** Page text follows **

I started working at the Brown Bear mine in 1972.
At 16 years old and a height of 6'5" It was hard work to say the least.
I went to Deadwood origanally for two weeks vacation with my Dad who had bought stock and knew the owner.
 By oakrockranch

10/29/2008  8:50AM

The audience of eBay is world-wide.

As far as pricing goes, I have found the "free market" to be the best method on eBay. Time and time again, I have seen auctions die off because of excessive pricing, whereas an open bidding situation with a low start price stimulates greater interest and thus a higher close. I have had the best success by running "no reserve" auctions on items in the 5-10K range. Considering the high-value of most 16to1 items, there may be a need for a fair reserve price (protecting the asset).

A bit of PR and advertising before any eBay launch would also be helpful to drive traffic to the auctions and create a sense of urgency or call to action.
 By bluejay

10/29/2008  7:43AM

e-Bay marketing is a good approach. I hear over a million people make their living selling here. The big pieces would probably be well received by successful gold writers as well as heads of gold mining companies to be put on display in their lobbies or in their offices.

When items are put on e-Bay the audience is quite extensive.

The most difficult barrier to cross is not pricing these items at Alice in Wonderland levels.

** End of Page text **

§ Problem description:
In the forum posts, which kind of auction has one poster had the best success with for items in the 5-10K range?

** Listed records follows **

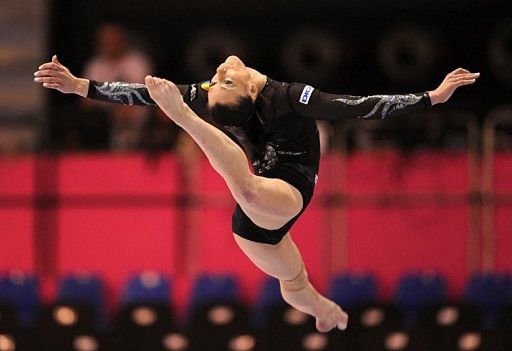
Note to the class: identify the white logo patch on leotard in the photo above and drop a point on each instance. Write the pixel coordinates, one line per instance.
(306, 94)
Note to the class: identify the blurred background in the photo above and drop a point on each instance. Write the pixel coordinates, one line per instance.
(115, 231)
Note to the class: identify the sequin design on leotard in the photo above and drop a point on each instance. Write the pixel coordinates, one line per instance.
(125, 93)
(389, 103)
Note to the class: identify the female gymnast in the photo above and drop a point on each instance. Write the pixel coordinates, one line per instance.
(241, 114)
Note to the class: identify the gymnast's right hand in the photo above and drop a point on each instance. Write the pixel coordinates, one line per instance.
(54, 75)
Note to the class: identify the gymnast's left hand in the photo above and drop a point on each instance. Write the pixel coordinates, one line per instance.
(451, 82)
(54, 75)
(167, 96)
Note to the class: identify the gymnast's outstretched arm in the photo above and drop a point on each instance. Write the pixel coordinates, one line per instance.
(313, 103)
(54, 75)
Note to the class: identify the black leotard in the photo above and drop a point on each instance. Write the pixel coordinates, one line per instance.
(281, 138)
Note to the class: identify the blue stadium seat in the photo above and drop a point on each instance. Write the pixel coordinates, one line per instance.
(351, 289)
(146, 287)
(21, 291)
(269, 298)
(418, 290)
(83, 288)
(488, 291)
(214, 288)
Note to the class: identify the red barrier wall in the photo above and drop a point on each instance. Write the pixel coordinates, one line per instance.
(16, 214)
(117, 214)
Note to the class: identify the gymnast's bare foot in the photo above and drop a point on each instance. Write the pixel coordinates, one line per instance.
(329, 315)
(167, 96)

** End of Listed records **

§ Task solution:
"No reserve" auctions.